BEGIN MATERIALS PROVIDED

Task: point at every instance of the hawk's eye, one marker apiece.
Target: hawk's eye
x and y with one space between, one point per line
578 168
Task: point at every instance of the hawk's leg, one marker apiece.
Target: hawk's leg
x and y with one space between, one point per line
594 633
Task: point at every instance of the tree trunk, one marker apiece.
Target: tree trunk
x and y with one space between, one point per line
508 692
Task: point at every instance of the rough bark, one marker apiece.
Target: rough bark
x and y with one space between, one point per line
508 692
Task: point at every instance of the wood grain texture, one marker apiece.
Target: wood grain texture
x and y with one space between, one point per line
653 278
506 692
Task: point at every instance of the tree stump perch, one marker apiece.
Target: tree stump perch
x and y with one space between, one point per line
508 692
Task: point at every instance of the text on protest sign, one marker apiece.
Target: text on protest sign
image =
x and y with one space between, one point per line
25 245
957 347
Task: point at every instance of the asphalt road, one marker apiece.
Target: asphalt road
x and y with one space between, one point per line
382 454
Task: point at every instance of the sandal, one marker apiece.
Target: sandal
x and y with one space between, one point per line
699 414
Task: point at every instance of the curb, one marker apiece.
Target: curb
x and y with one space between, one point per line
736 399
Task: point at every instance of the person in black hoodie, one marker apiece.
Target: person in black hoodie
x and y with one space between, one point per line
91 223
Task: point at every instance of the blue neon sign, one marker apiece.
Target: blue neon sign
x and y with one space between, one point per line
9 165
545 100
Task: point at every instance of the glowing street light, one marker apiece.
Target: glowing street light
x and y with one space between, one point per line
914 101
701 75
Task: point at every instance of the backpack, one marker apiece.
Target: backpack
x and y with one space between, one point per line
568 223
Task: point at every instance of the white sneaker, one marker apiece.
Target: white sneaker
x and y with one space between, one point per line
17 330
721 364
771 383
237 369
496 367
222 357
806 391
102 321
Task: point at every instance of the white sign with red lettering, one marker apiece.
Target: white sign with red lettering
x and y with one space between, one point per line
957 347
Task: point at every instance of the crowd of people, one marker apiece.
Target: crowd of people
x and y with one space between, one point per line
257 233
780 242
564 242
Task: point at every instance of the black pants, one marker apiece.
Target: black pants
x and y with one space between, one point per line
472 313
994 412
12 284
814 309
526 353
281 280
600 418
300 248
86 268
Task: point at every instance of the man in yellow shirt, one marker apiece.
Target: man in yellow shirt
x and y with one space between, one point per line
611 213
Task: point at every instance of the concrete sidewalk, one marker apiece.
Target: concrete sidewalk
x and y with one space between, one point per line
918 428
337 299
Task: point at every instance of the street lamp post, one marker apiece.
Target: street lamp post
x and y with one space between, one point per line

END MATERIALS PROVIDED

*EXERCISE PROMPT:* Above are some records; extract every one of them exactly.

*EXERCISE SOLUTION:*
Task: point at every instance of the hawk's eye, one marker apiece.
Target: hawk's eye
x and y with one space between, one point per line
578 168
Task: point at every instance of the hawk's leg, one marker apiece.
Target: hawk's leg
x and y with one space between, one point per line
594 633
Task: point at every instance of the tree trunk, one marker apiece.
Target: tree trunk
x and y with one space between, one point per line
508 692
Task: point at every instance of the rough bark, one marker apiece.
Target: rough bark
x and y with one space between, one point per line
508 692
Task: point at every instance of the wood grain texture, one marker apiece.
Target: wood grain texture
x and y with one space between, one point per line
653 278
506 692
Task: point at every instance of the tree stump perch, one marker apiece.
Target: tree stump perch
x and y with one space between, one point per line
508 692
Task: point at every instance of the text on protest sign, one marker apiece.
Target: text on protest sign
image =
x and y with one space between, one point per line
25 245
957 347
Task: point at every instance of the asphalt road, one marker apiece.
Target: asphalt road
x and y with one space between, one point per line
382 454
Task: point at every instance of the sandal, one marker apiece.
Target: sandal
x and y with one space between, one point per line
699 414
Task: point at every instance of the curb, one marker apiece.
Target: curb
x and y with one space between, one point per line
736 399
Task: point at every instance of the person in black hoodie, one marker apiece.
Target: person in black hoodie
x and y with one space between, one point per line
91 223
Task: point at every instance of the blue neon sign, one marker apiece.
Target: blue neon sign
x and y with one space between, one point per line
9 165
545 100
Task: point at every instance of the glowing street light, one marker apiece.
Target: glowing street light
x and y with one space between, one point per line
914 101
701 75
Task: point at every instance of the backpack, one marker apiece.
Target: backpack
x and y with one space between, one point per line
568 223
Task: point at every instance of the white sneaker, one marker apiece.
Target: white sneaker
x and y with one space between, one point per line
17 330
721 364
771 383
237 369
496 367
222 357
806 391
102 321
Task: point at every instance of the white sign with red lettering, one marker apiece.
Target: white sign with red lettering
x and y with one space between, one point per line
957 347
Task: point at every instance of the crowd of people, one marker apiece.
Target: crowd of people
x and y with one space between, one point per line
257 233
780 242
564 242
Task: point at every instance of the black pants, one marker apiece.
Target: black pants
x and y with one space between, one point per line
472 313
994 412
12 284
814 309
526 353
281 280
600 418
300 248
86 268
Task: point at every instance of the man in yellow shirt, one marker apiece.
Target: man in yellow shirt
x and y with one space between, one point per line
611 213
Task: point at every instance of the concrete sidewalk, one marker apiece.
Target: concrete sidewalk
x and y with one space between, one point per line
918 428
337 299
Task: point at every instance of the street lamp post, one marker apiece.
Target: street lamp post
x and y with one space between, one point per line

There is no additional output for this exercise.